• [Task inputs]:
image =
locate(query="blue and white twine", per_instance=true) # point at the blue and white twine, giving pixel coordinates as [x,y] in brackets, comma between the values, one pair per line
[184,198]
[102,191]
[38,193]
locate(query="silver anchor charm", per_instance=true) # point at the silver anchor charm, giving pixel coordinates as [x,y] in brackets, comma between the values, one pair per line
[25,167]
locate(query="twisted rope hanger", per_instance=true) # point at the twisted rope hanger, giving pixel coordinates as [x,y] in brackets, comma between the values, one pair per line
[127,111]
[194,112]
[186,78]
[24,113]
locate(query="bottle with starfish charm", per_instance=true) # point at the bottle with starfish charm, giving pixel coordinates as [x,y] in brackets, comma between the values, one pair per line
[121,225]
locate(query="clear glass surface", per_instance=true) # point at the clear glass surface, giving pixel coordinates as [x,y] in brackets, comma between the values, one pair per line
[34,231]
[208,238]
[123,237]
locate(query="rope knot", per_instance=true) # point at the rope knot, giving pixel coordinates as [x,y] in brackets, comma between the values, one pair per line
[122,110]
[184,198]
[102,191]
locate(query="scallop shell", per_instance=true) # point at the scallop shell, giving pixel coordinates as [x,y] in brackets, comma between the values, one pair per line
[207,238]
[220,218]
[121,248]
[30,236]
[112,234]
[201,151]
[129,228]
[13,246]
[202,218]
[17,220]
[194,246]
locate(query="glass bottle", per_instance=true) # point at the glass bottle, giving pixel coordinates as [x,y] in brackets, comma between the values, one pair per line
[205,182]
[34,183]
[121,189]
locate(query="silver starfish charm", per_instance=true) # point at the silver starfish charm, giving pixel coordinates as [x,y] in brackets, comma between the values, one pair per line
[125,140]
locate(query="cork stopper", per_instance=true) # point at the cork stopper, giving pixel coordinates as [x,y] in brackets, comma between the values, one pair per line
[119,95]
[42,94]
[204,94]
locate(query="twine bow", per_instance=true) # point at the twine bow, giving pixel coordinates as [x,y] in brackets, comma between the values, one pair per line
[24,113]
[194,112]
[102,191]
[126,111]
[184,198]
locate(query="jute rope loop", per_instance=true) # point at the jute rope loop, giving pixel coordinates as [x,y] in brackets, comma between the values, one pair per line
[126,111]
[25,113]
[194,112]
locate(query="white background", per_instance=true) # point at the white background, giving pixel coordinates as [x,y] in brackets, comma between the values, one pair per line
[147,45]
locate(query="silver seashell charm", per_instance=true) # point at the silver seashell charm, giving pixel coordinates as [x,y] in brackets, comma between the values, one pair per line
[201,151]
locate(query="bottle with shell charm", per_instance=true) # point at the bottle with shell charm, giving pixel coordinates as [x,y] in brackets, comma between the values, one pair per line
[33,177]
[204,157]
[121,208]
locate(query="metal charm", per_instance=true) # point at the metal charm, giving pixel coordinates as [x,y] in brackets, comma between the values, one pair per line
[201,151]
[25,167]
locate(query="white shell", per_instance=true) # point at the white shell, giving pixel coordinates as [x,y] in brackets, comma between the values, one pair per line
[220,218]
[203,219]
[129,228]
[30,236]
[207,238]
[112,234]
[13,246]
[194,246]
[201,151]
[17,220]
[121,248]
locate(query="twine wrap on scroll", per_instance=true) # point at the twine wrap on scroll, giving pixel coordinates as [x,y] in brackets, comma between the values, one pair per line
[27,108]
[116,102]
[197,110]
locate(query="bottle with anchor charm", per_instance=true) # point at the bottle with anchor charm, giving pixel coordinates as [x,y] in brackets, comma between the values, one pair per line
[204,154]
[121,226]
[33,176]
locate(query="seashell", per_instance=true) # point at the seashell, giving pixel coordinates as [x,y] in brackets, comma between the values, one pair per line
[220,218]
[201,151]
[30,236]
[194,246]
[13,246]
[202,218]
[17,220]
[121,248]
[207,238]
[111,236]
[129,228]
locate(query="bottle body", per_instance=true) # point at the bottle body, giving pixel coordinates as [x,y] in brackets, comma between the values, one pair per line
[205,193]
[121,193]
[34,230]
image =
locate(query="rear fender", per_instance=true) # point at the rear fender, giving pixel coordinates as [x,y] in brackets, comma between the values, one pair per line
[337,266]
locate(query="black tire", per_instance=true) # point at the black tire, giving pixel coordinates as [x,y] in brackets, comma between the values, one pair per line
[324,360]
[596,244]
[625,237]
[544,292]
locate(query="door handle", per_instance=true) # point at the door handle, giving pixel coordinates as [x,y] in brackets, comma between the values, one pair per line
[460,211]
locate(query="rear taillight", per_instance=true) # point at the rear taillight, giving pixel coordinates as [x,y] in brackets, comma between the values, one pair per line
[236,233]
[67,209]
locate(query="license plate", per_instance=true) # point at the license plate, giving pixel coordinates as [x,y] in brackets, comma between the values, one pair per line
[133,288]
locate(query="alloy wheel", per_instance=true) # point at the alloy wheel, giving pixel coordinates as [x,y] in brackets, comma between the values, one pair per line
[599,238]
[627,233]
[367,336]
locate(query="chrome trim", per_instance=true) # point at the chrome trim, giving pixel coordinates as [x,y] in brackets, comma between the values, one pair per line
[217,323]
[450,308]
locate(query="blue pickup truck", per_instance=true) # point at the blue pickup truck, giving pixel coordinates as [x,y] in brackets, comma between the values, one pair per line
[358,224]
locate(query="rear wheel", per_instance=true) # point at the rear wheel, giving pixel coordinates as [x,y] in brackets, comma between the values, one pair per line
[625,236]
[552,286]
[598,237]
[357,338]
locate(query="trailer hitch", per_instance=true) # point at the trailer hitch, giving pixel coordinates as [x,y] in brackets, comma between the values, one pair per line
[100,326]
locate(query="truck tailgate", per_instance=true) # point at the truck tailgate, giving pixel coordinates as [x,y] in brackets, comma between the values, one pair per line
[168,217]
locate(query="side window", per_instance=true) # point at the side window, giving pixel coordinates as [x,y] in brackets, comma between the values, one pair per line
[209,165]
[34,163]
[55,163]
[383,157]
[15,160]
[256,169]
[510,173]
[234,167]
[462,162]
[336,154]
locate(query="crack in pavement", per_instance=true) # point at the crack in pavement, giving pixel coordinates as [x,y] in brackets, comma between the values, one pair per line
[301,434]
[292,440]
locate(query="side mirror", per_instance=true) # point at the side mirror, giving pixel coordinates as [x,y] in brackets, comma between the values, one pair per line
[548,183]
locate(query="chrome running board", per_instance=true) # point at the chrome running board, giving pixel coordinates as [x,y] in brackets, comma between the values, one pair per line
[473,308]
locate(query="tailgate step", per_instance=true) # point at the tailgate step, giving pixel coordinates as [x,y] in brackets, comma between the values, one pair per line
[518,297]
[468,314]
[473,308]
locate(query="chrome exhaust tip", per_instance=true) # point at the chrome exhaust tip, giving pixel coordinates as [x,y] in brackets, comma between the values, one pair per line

• [What is expected]:
Keep every word as given and return the full listing.

• [Solution to this task]:
image =
locate(query="blue and white twine", per_instance=true) # point at the blue and white twine, giving pixel coordinates as [x,y] in brackets, comma between the values, one pair per line
[184,198]
[102,191]
[38,193]
locate(query="silver anchor charm", per_instance=true) # point at the silver anchor charm, giving pixel coordinates as [x,y] in brackets, comma between the values, one pair per line
[25,167]
locate(query="twisted rope hanger", per_instance=true) # point at the twisted rope hanger, giving pixel coordinates as [x,y] in brackets, comma between the values, one pair per line
[127,111]
[194,112]
[186,78]
[24,113]
locate(query="bottle with starfish charm", per_instance=true) # point at the bottle with starfish charm, giving pixel coordinates as [x,y] in brackets, comma between the values, one pair per line
[121,225]
locate(query="clear glass surface", per_instance=true) # point at the clear glass surface, giving pixel coordinates as [x,y] in brackets, comma between the values, one pair per line
[34,231]
[208,238]
[123,237]
locate(query="rope knot", per_instance=true) # point at the rope knot, giving pixel coordinates as [x,y] in brackets, comma between the values, one pair per line
[122,110]
[184,198]
[102,191]
locate(query="scallop shell", per_instance=true) # point at the scallop shell, giving pixel coordinates as [x,y] in brackets, comma between the values, one pair per line
[207,238]
[220,218]
[121,248]
[30,236]
[112,234]
[201,151]
[129,228]
[13,246]
[202,218]
[17,220]
[194,246]
locate(query="glass bottle", per_instance=true) # point at the glass bottle, giving pixel coordinates as [x,y] in brackets, comma between the values, one pair per line
[205,182]
[34,183]
[121,189]
locate(query="silver starfish charm", per_instance=true) # point at the silver starfish charm, giving pixel coordinates as [x,y] in brackets, comma between the values, one pair per line
[125,140]
locate(query="cork stopper", per_instance=true) # point at the cork stopper, giving pixel coordinates as [x,y] in brackets, comma between the values, one pair per line
[119,95]
[42,94]
[204,94]
locate(query="twine bow", per_instance=true) # point at the twine bow, giving pixel coordinates as [x,y] in brackets, comma between the values, one pair per line
[24,113]
[194,112]
[102,191]
[126,111]
[184,198]
locate(query="jute rope loop", per_instance=true) # point at the jute rope loop, giving pixel coordinates as [x,y] in brackets, comma between the values, one pair per line
[126,111]
[25,113]
[194,112]
locate(query="white background", per_instance=true) # point at the white background, giving pixel coordinates as [x,y] in brackets, comma between the values, one pair per line
[147,45]
locate(query="silver seashell charm", per_instance=true) # point at the silver seashell charm, giving pixel coordinates as [x,y] in brackets, comma between the values, one pair per line
[201,151]
locate(query="bottle with shell charm", per_instance=true) # point at the bottle with shell charm, giving pixel coordinates as [x,y] in brackets, comma between the values, one pair per line
[33,177]
[204,157]
[121,208]
locate(query="metal charm", per_instance=true) # point at the metal charm, giving pixel coordinates as [x,y] in brackets, comma between the values, one pair per line
[201,151]
[25,167]
locate(query="white shell", per_instance=true) # point at the white shell, giving pixel coordinates as [x,y] in brackets, comma between the values, one pair per line
[220,218]
[203,219]
[129,228]
[30,236]
[207,238]
[112,234]
[13,246]
[194,246]
[201,151]
[17,220]
[121,248]
locate(query="twine wrap on scroll", per_instance=true) # point at the twine wrap on scroll, giving pixel coordinates as [x,y] in brackets, comma between the values, one pair per line
[27,108]
[116,102]
[197,110]
locate(query="bottle with anchor charm", per_instance=true) # point at the bottle with anchor charm, giving pixel coordinates as [x,y] in brackets, comma between the values, one pair per line
[204,154]
[121,226]
[33,176]
locate(query="seashell", per_instance=true) # point at the seashell, giving pixel coordinates as [x,y] in brackets, comma between the values, one pair per line
[220,218]
[201,151]
[30,236]
[194,246]
[13,246]
[202,218]
[17,220]
[121,248]
[207,238]
[111,236]
[129,228]
locate(query="bottle body", per_instance=true) # point at the bottle body, giving pixel coordinates as [x,y] in brackets, comma between the values, one pair per line
[205,193]
[121,193]
[34,230]
image =
locate(query="rear fender", per_instance=true) # point at the rear fender, giving pixel coordinates as [x,y] in brackets, comma between the values, one pair per line
[337,266]
locate(query="black tire", per_instance=true) # point at the black tire, giving pixel coordinates as [x,y] in brackets, comma between the values, one pair per line
[324,360]
[596,244]
[625,237]
[544,292]
locate(query="door handle", per_instance=true) # point at the door handle, giving pixel coordinates as [x,y] in brackets, comma between the values, one pair per line
[460,211]
locate(query="rear taillight", per_instance=true) # point at the rear taillight, giving pixel coordinates as [x,y] in brackets, comma between the values, one pair per line
[236,233]
[67,209]
locate(query="license plate", per_instance=true) # point at the license plate, giving pixel coordinates as [x,y] in brackets, comma between the values, one pair per line
[133,288]
locate(query="alloy wheel", per_instance=true) # point at the alloy wheel, giving pixel coordinates as [x,y] in brackets, comma between the values, one pair per line
[599,238]
[627,233]
[367,336]
locate(query="chrome trim", per_instance=true) # point at the chrome trim, giving pixel coordinates as [x,y] in brackets, comma between the values, one pair per line
[217,323]
[450,308]
locate(query="blue pickup truck", per_instance=true) # point at the blue pickup truck, giving pixel coordinates as [x,y] in brackets, comma between the values, one pair per line
[358,224]
locate(query="rear wheel", per_instance=true) # point at the rear wheel, giving pixel coordinates as [x,y] in brackets, comma between the values, one pair per line
[625,236]
[552,286]
[598,237]
[357,338]
locate(query="trailer hitch", per_instance=true) # point at the trailer hitch, giving pixel coordinates as [x,y] in brackets, comma between the values, one pair per line
[100,326]
locate(query="truck tailgate", per_instance=true) # point at the truck tailgate, giving pixel coordinates as [x,y] in brackets, comma between the values, one pair per line
[168,217]
locate(query="side window", per_instance=true) # point at the side window, giving pixel coordinates as [x,y] in brackets, comma between the values, one pair per line
[209,165]
[34,163]
[55,163]
[383,157]
[15,160]
[256,169]
[510,173]
[234,167]
[462,162]
[336,154]
locate(query="crack in pavement", per_instance=true) # point at the crack in pavement, giving pixel coordinates as [x,y] in brackets, comma between the values, one pair per line
[301,434]
[292,440]
locate(query="side mirror", per_instance=true) # point at the side mirror, giving pixel coordinates as [x,y] in brackets, comma between the values, one pair per line
[548,183]
locate(query="chrome running board", per_instance=true) # point at the chrome running board, giving pixel coordinates as [x,y] in brackets, comma between the values, one pair per line
[473,308]
locate(query="tailgate step", per_instance=true) # point at the tailgate step, giving pixel coordinates as [x,y] in brackets, comma between the values, one pair per line
[518,297]
[468,314]
[473,308]
locate(query="chrome exhaust tip", per_instance=true) # point at the chrome exhaust tip, giving pixel coordinates as [x,y] in brackets, comma between the values, one pair per line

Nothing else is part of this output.